::: 処理対象の資料 :::

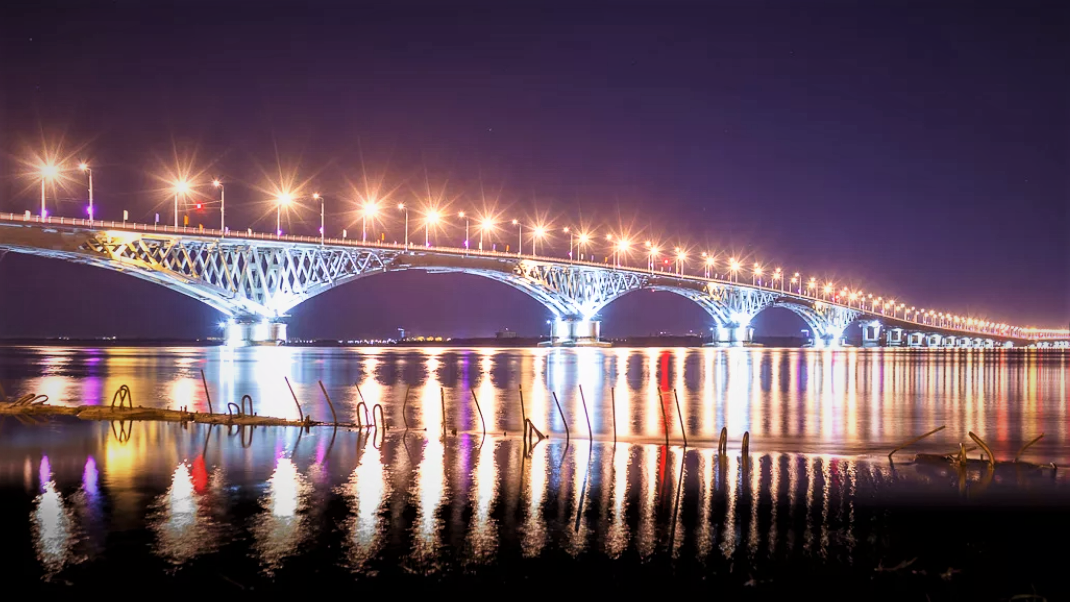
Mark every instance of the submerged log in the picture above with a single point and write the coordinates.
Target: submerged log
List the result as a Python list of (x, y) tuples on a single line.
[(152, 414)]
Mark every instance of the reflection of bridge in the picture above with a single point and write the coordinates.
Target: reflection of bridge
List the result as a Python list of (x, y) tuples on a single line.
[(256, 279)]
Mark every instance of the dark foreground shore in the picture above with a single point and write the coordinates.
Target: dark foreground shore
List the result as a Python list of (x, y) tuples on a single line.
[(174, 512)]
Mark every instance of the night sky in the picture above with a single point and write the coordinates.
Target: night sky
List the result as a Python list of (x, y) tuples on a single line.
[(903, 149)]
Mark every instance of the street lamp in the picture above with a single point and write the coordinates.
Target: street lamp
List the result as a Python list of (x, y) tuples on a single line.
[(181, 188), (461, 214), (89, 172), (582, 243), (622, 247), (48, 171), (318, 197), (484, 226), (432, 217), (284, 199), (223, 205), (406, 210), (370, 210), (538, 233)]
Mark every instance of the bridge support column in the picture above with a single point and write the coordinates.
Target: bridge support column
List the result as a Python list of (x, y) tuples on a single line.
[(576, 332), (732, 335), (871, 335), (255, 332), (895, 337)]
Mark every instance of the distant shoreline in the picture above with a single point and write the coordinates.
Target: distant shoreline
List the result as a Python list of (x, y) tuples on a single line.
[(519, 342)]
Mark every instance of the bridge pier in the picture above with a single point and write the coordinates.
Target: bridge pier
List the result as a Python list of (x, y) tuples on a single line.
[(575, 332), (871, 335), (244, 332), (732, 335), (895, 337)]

:::

すべての行を編集し、「street lamp」を「lamppost」に置き換えて、それ以外はそのままの形で示してください。画像は含めないでください。

Mark every instance of the submerged log in the picture above with a single point and write the coordinates.
Target: submerged log
List the result as a Python list of (x, y) tuples on a single line.
[(152, 414)]
Mark every instance of the reflection of bridge in the picture above with a single point and write the coordinates.
Target: reflection of bridge
List the result as a Python list of (x, y) tuples on a single line.
[(256, 279)]
Mark every instance of the dark foreground shore in the picture above with a single point and write the coordinates.
Target: dark foreground shore
List the result as a Python list of (x, y) tuples on a single line.
[(174, 512)]
Mark every instance of the night sky in the picture above with a single point and write the coordinates.
Target: night sky
List the result as a Python list of (x, y) tuples on a single line.
[(903, 149)]
Mark every instance of the lamppost in the picture above with a single point and write the coordinates.
Target: lamppost
List the result as a Python list of (x, y) tuples on a single line.
[(181, 188), (461, 214), (89, 172), (582, 243), (622, 247), (48, 171), (318, 197), (484, 226), (432, 217), (284, 199), (223, 205), (406, 210), (370, 210), (538, 233)]
Mark every instance of the bridge support column in the picture above with a single point and write the coordinates.
Target: bridge support column
List the result as a Python list of (x, y) tuples on a single line.
[(576, 332), (732, 335), (871, 335), (255, 332), (895, 337)]
Mark every instance of the distant shoreline in the picture above with a single point and write the coordinates.
Target: distant shoreline
List the result as a Python list of (x, y) tuples on a single line.
[(519, 342)]
Mark every instance of the bridge pier in the picture above with a single point and write the coordinates.
Target: bridge pier
List the result as a Python list of (x, y) tuples on a single line.
[(575, 332), (871, 335), (244, 332), (732, 335), (895, 337)]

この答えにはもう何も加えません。